JOB: Can you convert the listing below into a Markdown table with the columns "Row" and "Line," numbering each line and leaving out blank lines and the pictures?
================================
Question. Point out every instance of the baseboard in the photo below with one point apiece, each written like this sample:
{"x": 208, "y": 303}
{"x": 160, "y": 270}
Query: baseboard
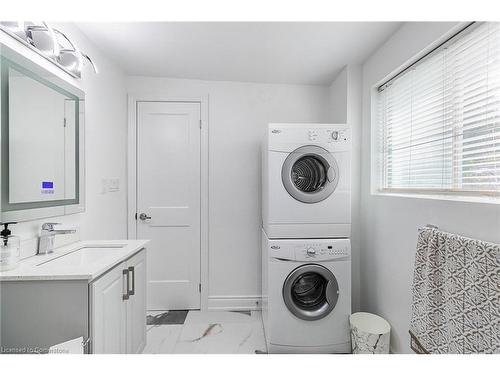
{"x": 234, "y": 303}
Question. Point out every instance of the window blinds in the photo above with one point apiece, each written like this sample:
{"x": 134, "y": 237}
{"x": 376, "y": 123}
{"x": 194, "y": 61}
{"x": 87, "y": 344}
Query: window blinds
{"x": 439, "y": 120}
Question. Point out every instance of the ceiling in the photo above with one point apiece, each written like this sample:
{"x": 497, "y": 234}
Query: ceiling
{"x": 271, "y": 52}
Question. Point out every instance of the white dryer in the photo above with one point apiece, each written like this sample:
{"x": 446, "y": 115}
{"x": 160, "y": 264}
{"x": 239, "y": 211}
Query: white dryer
{"x": 306, "y": 295}
{"x": 306, "y": 181}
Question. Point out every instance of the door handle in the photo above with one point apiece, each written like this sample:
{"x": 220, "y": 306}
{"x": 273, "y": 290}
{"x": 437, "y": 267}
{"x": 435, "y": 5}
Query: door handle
{"x": 144, "y": 216}
{"x": 131, "y": 270}
{"x": 126, "y": 277}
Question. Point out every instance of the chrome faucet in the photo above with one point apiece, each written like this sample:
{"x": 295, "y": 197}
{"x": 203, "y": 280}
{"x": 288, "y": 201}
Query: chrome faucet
{"x": 47, "y": 237}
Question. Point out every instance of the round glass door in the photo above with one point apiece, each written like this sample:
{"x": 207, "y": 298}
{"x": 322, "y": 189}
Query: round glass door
{"x": 310, "y": 292}
{"x": 310, "y": 174}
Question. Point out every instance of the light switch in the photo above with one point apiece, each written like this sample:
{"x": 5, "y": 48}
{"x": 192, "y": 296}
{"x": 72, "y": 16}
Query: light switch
{"x": 104, "y": 186}
{"x": 114, "y": 185}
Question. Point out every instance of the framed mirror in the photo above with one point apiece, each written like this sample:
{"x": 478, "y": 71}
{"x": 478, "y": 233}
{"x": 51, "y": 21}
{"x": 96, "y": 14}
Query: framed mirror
{"x": 42, "y": 120}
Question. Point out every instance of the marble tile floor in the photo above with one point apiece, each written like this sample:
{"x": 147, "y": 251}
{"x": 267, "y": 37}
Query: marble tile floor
{"x": 212, "y": 332}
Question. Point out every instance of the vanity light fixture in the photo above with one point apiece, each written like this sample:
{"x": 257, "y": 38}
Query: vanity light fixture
{"x": 50, "y": 43}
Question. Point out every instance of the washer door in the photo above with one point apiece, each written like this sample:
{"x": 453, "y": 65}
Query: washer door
{"x": 310, "y": 174}
{"x": 311, "y": 292}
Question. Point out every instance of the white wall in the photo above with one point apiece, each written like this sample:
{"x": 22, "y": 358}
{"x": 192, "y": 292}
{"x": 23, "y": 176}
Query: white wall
{"x": 105, "y": 138}
{"x": 345, "y": 107}
{"x": 389, "y": 224}
{"x": 338, "y": 98}
{"x": 238, "y": 116}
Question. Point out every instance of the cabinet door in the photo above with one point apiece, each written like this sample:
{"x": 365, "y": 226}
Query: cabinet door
{"x": 136, "y": 305}
{"x": 108, "y": 319}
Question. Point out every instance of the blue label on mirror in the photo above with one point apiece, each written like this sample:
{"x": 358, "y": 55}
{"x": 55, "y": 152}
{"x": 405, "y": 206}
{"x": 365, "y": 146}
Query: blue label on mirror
{"x": 47, "y": 185}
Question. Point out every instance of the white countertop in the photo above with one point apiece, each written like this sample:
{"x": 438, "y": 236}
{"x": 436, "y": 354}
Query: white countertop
{"x": 32, "y": 268}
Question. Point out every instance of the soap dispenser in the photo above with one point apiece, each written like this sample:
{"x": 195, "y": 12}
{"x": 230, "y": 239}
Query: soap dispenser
{"x": 9, "y": 248}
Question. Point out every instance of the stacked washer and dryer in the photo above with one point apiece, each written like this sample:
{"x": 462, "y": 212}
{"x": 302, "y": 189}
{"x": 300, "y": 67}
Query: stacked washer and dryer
{"x": 306, "y": 252}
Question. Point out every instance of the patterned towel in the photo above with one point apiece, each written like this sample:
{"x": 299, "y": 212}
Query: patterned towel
{"x": 456, "y": 295}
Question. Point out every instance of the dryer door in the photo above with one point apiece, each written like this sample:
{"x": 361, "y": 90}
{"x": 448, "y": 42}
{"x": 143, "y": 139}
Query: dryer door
{"x": 310, "y": 292}
{"x": 310, "y": 174}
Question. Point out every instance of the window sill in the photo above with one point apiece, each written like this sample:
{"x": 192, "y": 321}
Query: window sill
{"x": 485, "y": 199}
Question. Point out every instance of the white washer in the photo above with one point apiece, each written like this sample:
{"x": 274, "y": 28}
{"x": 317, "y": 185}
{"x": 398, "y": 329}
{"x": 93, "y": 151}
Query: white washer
{"x": 306, "y": 181}
{"x": 306, "y": 295}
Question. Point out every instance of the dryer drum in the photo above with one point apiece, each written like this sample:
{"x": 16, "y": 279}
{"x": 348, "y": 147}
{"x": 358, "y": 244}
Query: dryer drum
{"x": 309, "y": 174}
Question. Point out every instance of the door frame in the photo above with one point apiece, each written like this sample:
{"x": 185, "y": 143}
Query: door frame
{"x": 133, "y": 99}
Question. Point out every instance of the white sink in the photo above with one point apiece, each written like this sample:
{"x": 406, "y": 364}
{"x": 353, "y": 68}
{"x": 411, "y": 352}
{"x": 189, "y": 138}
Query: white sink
{"x": 83, "y": 256}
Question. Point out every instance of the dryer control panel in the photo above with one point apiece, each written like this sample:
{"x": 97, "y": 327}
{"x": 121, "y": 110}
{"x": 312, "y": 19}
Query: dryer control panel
{"x": 314, "y": 250}
{"x": 288, "y": 137}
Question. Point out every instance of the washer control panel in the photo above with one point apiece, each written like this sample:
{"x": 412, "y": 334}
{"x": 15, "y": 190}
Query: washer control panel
{"x": 322, "y": 251}
{"x": 310, "y": 250}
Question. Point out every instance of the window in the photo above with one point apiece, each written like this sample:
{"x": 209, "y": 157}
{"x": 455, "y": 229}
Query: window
{"x": 439, "y": 119}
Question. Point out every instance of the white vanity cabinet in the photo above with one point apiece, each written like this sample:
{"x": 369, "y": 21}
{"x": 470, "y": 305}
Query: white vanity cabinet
{"x": 118, "y": 308}
{"x": 98, "y": 293}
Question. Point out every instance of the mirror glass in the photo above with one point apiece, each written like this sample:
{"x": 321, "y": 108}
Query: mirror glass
{"x": 40, "y": 128}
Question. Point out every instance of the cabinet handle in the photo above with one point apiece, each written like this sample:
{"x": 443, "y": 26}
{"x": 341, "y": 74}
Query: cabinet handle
{"x": 131, "y": 269}
{"x": 127, "y": 280}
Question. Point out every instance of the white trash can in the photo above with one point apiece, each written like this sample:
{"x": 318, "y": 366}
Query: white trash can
{"x": 370, "y": 334}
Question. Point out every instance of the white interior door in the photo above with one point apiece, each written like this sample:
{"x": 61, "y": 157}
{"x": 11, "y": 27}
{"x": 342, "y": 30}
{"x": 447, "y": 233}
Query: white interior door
{"x": 168, "y": 201}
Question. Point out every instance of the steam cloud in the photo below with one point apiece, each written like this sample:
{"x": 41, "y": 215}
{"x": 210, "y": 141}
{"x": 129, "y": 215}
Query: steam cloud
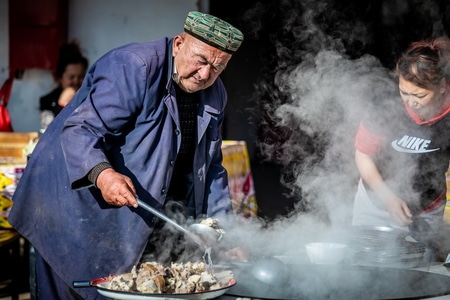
================================
TASK OUTPUT:
| Row | Line |
|---|---|
| 1 | Question. Point out every instance of the baseboard in the photo below with one point apiece, each written like this sample: |
| 2 | {"x": 208, "y": 303} |
| 3 | {"x": 160, "y": 270} |
| 4 | Query: baseboard |
| 5 | {"x": 234, "y": 303} |
| 6 | Question. Point out every instance of the window blinds in the photo above with one point apiece, each written like this sample: |
| 7 | {"x": 134, "y": 237} |
| 8 | {"x": 376, "y": 123} |
| 9 | {"x": 194, "y": 61} |
| 10 | {"x": 87, "y": 344} |
| 11 | Query: window blinds |
| 12 | {"x": 439, "y": 120} |
| 13 | Question. Point out every instance of the ceiling in the photo above with one point apiece, each written like this sample: |
| 14 | {"x": 497, "y": 234} |
| 15 | Query: ceiling |
| 16 | {"x": 271, "y": 52} |
| 17 | Question. Point out every instance of the white dryer in the photo above with one point apiece, each written like this sample: |
| 18 | {"x": 446, "y": 115} |
| 19 | {"x": 160, "y": 264} |
| 20 | {"x": 239, "y": 211} |
| 21 | Query: white dryer |
| 22 | {"x": 306, "y": 295} |
| 23 | {"x": 306, "y": 181} |
| 24 | Question. Point out every instance of the door handle in the photo above with one point apiece, each written like this sample: |
| 25 | {"x": 220, "y": 306} |
| 26 | {"x": 273, "y": 290} |
| 27 | {"x": 437, "y": 267} |
| 28 | {"x": 435, "y": 5} |
| 29 | Query: door handle |
| 30 | {"x": 144, "y": 216} |
| 31 | {"x": 131, "y": 270} |
| 32 | {"x": 126, "y": 277} |
| 33 | Question. Point out every instance of the chrome faucet in the photo above with one point apiece, each written like this sample: |
| 34 | {"x": 295, "y": 197} |
| 35 | {"x": 203, "y": 280} |
| 36 | {"x": 288, "y": 201} |
| 37 | Query: chrome faucet |
| 38 | {"x": 47, "y": 237} |
| 39 | Question. Point out every instance of the round glass door in the photo above with one point apiece, each written like this sample: |
| 40 | {"x": 207, "y": 298} |
| 41 | {"x": 322, "y": 189} |
| 42 | Query: round glass door |
| 43 | {"x": 310, "y": 292} |
| 44 | {"x": 310, "y": 174} |
| 45 | Question. Point out every instance of the light switch in the photo above with one point apiece, each written like this sample: |
| 46 | {"x": 5, "y": 48} |
| 47 | {"x": 192, "y": 296} |
| 48 | {"x": 72, "y": 16} |
| 49 | Query: light switch |
| 50 | {"x": 104, "y": 186} |
| 51 | {"x": 114, "y": 185} |
| 52 | Question. Point out every instance of the framed mirror in the photo above with one point apiece, each written like this sample: |
| 53 | {"x": 478, "y": 71} |
| 54 | {"x": 478, "y": 233} |
| 55 | {"x": 51, "y": 21} |
| 56 | {"x": 96, "y": 14} |
| 57 | Query: framed mirror |
| 58 | {"x": 42, "y": 120} |
| 59 | Question. Point out every instance of the marble tile floor in the photo above with one point apiece, each written like this sample: |
| 60 | {"x": 147, "y": 251} |
| 61 | {"x": 267, "y": 37} |
| 62 | Query: marble tile floor |
| 63 | {"x": 212, "y": 332} |
| 64 | Question. Point out every instance of the vanity light fixture in the photo above with one point apiece, each written like this sample: |
| 65 | {"x": 257, "y": 38} |
| 66 | Query: vanity light fixture |
| 67 | {"x": 50, "y": 43} |
| 68 | Question. Point out every instance of the washer door in the photo above with one point apiece, each written like this sample: |
| 69 | {"x": 453, "y": 65} |
| 70 | Query: washer door |
| 71 | {"x": 310, "y": 174} |
| 72 | {"x": 311, "y": 292} |
| 73 | Question. Point out every instance of the white wall in the photo above with one point apiece, each written like this sample: |
| 74 | {"x": 22, "y": 358} |
| 75 | {"x": 192, "y": 292} |
| 76 | {"x": 23, "y": 176} |
| 77 | Query: white wall |
| 78 | {"x": 105, "y": 138} |
| 79 | {"x": 345, "y": 107} |
| 80 | {"x": 389, "y": 224} |
| 81 | {"x": 338, "y": 98} |
| 82 | {"x": 238, "y": 116} |
| 83 | Question. Point out every instance of the cabinet door in the photo above with one point apiece, each written like this sample: |
| 84 | {"x": 365, "y": 226} |
| 85 | Query: cabinet door |
| 86 | {"x": 136, "y": 305} |
| 87 | {"x": 108, "y": 319} |
| 88 | Question. Point out every instance of the blue label on mirror in the photo above with one point apiece, each written like this sample: |
| 89 | {"x": 358, "y": 55} |
| 90 | {"x": 55, "y": 152} |
| 91 | {"x": 405, "y": 206} |
| 92 | {"x": 365, "y": 146} |
| 93 | Query: blue label on mirror |
| 94 | {"x": 47, "y": 185} |
| 95 | Question. Point out every instance of the white countertop in the photo above with one point apiece, each written like this sample: |
| 96 | {"x": 438, "y": 236} |
| 97 | {"x": 436, "y": 354} |
| 98 | Query: white countertop |
| 99 | {"x": 32, "y": 268} |
| 100 | Question. Point out every instance of the soap dispenser in the photo above with one point apiece, each written like this sample: |
| 101 | {"x": 195, "y": 12} |
| 102 | {"x": 230, "y": 239} |
| 103 | Query: soap dispenser |
| 104 | {"x": 9, "y": 248} |
| 105 | Question. Point out every instance of the stacked washer and dryer in the photo above with one point apiece, each written like this sample: |
| 106 | {"x": 462, "y": 212} |
| 107 | {"x": 302, "y": 189} |
| 108 | {"x": 300, "y": 67} |
| 109 | Query: stacked washer and dryer |
| 110 | {"x": 306, "y": 252} |
| 111 | Question. Point out every instance of the patterned towel in the photo above with one point apiece, each written like this sample: |
| 112 | {"x": 299, "y": 212} |
| 113 | Query: patterned towel |
| 114 | {"x": 456, "y": 295} |
| 115 | Question. Point out every instance of the dryer door in the photo above with one point apiece, each written like this sample: |
| 116 | {"x": 361, "y": 90} |
| 117 | {"x": 448, "y": 42} |
| 118 | {"x": 143, "y": 139} |
| 119 | Query: dryer door |
| 120 | {"x": 310, "y": 292} |
| 121 | {"x": 310, "y": 174} |
| 122 | Question. Point out every instance of the window sill in the photo above with one point apiece, each written like this sample: |
| 123 | {"x": 192, "y": 321} |
| 124 | Query: window sill |
| 125 | {"x": 485, "y": 199} |
| 126 | Question. Point out every instance of the white washer in the photo above with one point apiece, each written like this sample: |
| 127 | {"x": 274, "y": 28} |
| 128 | {"x": 317, "y": 185} |
| 129 | {"x": 398, "y": 329} |
| 130 | {"x": 93, "y": 151} |
| 131 | Query: white washer |
| 132 | {"x": 306, "y": 181} |
| 133 | {"x": 306, "y": 295} |
| 134 | Question. Point out every instance of the dryer drum in the photo above with one point apiece, each written like this sample: |
| 135 | {"x": 16, "y": 279} |
| 136 | {"x": 348, "y": 147} |
| 137 | {"x": 358, "y": 244} |
| 138 | Query: dryer drum |
| 139 | {"x": 309, "y": 174} |
| 140 | Question. Point out every instance of the door frame in the photo above with one point apiece, each written like this sample: |
| 141 | {"x": 185, "y": 143} |
| 142 | Query: door frame |
| 143 | {"x": 133, "y": 99} |
| 144 | Question. Point out every instance of the white sink in the photo above with one point apiece, each written like this sample: |
| 145 | {"x": 406, "y": 364} |
| 146 | {"x": 353, "y": 68} |
| 147 | {"x": 411, "y": 352} |
| 148 | {"x": 189, "y": 138} |
| 149 | Query: white sink |
| 150 | {"x": 83, "y": 256} |
| 151 | Question. Point out every instance of the dryer control panel in the photo above with one point apiece, each written like this sample: |
| 152 | {"x": 97, "y": 327} |
| 153 | {"x": 121, "y": 110} |
| 154 | {"x": 312, "y": 19} |
| 155 | Query: dryer control panel |
| 156 | {"x": 314, "y": 250} |
| 157 | {"x": 288, "y": 137} |
| 158 | Question. Point out every instance of the washer control panel in the photo above with one point apiece, each written like this sample: |
| 159 | {"x": 412, "y": 334} |
| 160 | {"x": 15, "y": 190} |
| 161 | Query: washer control panel |
| 162 | {"x": 322, "y": 251} |
| 163 | {"x": 310, "y": 250} |
| 164 | Question. Point out every instance of the window in the photo above with one point apiece, each written like this sample: |
| 165 | {"x": 209, "y": 157} |
| 166 | {"x": 455, "y": 229} |
| 167 | Query: window |
| 168 | {"x": 439, "y": 119} |
| 169 | Question. Point out every instance of the white vanity cabinet in the photo above with one point apiece, each written like this sample: |
| 170 | {"x": 369, "y": 21} |
| 171 | {"x": 470, "y": 305} |
| 172 | Query: white vanity cabinet |
| 173 | {"x": 118, "y": 308} |
| 174 | {"x": 98, "y": 293} |
| 175 | Question. Point out every instance of the mirror glass in the photo above with one point apiece, each written like this sample: |
| 176 | {"x": 321, "y": 108} |
| 177 | Query: mirror glass |
| 178 | {"x": 40, "y": 128} |
| 179 | Question. Point out every instance of the cabinet handle in the photo above with one point apiece, each written like this sample: |
| 180 | {"x": 443, "y": 26} |
| 181 | {"x": 341, "y": 74} |
| 182 | Query: cabinet handle |
| 183 | {"x": 131, "y": 269} |
| 184 | {"x": 127, "y": 280} |
| 185 | Question. Point out every instance of the white trash can in the photo above with one point apiece, each written like this sample: |
| 186 | {"x": 318, "y": 366} |
| 187 | Query: white trash can |
| 188 | {"x": 370, "y": 334} |
| 189 | Question. Point out every instance of the white interior door in the photo above with one point apiece, each written like this sample: |
| 190 | {"x": 61, "y": 157} |
| 191 | {"x": 11, "y": 27} |
| 192 | {"x": 342, "y": 30} |
| 193 | {"x": 447, "y": 233} |
| 194 | Query: white interior door |
| 195 | {"x": 168, "y": 201} |
| 196 | Question. Point out every instance of the steam cloud in the photo below with one point apiece, each written like this sample: |
| 197 | {"x": 41, "y": 215} |
| 198 | {"x": 210, "y": 141} |
| 199 | {"x": 129, "y": 215} |
| 200 | Query: steam cloud |